-- Opening Marker --

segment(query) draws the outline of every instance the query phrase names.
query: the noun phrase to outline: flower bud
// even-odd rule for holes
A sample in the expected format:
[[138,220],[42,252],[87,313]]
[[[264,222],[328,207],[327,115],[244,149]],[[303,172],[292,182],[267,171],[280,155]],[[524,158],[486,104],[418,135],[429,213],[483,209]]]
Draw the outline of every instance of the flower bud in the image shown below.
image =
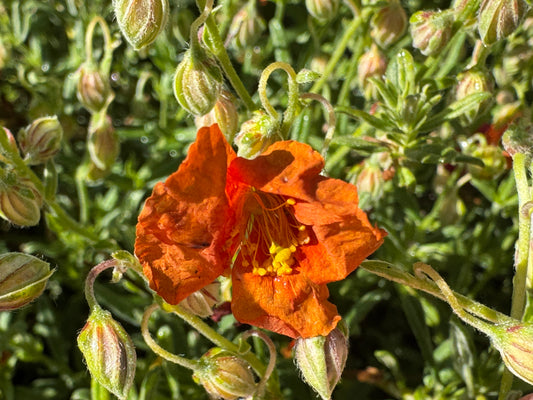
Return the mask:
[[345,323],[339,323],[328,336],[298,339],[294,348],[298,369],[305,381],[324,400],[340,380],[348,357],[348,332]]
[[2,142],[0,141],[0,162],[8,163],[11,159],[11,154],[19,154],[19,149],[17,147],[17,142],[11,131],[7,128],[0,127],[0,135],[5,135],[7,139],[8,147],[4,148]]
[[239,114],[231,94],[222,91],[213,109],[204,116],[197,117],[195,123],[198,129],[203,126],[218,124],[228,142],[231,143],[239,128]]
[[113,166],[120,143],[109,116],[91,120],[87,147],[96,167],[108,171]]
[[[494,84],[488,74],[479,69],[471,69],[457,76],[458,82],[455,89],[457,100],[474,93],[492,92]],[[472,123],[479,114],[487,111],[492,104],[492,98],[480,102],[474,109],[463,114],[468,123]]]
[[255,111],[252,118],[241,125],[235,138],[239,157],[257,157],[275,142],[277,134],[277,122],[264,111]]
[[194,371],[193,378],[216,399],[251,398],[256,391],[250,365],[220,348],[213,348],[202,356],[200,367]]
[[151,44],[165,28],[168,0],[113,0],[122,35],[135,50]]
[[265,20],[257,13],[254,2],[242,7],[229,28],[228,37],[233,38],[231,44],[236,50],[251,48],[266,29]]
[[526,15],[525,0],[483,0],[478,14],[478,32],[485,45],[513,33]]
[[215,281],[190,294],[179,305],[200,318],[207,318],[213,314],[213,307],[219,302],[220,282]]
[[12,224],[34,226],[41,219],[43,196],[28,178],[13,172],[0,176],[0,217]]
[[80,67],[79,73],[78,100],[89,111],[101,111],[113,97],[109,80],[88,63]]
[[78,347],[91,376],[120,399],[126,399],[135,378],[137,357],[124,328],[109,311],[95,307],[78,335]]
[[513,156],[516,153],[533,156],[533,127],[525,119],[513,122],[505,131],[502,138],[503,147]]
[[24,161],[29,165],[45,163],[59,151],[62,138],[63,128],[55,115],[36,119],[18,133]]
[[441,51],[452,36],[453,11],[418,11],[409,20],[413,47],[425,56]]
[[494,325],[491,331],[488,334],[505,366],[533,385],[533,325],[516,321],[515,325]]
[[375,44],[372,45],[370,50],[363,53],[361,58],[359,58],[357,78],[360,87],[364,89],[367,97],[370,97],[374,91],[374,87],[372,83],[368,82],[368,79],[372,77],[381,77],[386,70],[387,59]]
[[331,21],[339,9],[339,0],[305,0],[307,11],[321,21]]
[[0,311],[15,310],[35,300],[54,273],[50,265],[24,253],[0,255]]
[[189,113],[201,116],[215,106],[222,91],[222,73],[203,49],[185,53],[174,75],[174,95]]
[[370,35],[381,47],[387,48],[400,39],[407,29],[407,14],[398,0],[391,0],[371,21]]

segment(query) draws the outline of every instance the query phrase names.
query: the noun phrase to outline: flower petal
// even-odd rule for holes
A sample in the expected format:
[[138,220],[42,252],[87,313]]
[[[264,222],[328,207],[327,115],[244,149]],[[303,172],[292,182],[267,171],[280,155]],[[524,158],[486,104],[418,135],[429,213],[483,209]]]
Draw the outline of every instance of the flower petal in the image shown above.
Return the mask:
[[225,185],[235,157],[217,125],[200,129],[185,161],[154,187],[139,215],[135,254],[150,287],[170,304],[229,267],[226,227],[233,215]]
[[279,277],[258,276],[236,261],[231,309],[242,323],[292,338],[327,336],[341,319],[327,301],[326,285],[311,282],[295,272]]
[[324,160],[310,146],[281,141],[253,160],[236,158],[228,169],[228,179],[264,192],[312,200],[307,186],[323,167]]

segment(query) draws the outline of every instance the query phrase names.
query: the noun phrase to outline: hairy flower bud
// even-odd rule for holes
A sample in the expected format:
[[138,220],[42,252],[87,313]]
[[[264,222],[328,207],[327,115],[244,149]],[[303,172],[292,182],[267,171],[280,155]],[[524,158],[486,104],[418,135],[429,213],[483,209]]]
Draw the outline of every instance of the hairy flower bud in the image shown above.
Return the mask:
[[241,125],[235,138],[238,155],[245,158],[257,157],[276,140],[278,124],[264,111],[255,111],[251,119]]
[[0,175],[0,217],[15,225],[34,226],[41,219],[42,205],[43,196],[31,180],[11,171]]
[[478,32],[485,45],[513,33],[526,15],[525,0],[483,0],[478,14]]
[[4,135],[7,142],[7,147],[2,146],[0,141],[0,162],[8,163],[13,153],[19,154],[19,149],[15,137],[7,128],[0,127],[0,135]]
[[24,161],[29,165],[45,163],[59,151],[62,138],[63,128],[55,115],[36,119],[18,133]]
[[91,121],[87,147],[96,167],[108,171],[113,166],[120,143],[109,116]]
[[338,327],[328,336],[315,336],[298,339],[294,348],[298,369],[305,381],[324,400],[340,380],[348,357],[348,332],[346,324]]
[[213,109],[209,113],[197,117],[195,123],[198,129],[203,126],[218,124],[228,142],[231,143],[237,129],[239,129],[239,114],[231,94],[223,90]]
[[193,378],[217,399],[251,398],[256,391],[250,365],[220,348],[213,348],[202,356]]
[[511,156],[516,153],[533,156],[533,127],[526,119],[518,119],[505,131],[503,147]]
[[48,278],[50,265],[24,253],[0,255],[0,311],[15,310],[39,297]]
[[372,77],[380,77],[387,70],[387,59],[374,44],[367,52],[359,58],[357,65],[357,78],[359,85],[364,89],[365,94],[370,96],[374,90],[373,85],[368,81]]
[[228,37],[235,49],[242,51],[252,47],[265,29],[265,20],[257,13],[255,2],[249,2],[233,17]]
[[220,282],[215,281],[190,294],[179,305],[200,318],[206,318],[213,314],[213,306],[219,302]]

-- Closing Marker --

Report every line of the entries that carries the word "shown".

» ANSWER BOX
Draw the outline of every instance of the flower bud in the image shown below.
Draw the outline of every instance of the flower petal in the image shown above.
Draw the outline of every instance of the hairy flower bud in the image shown above.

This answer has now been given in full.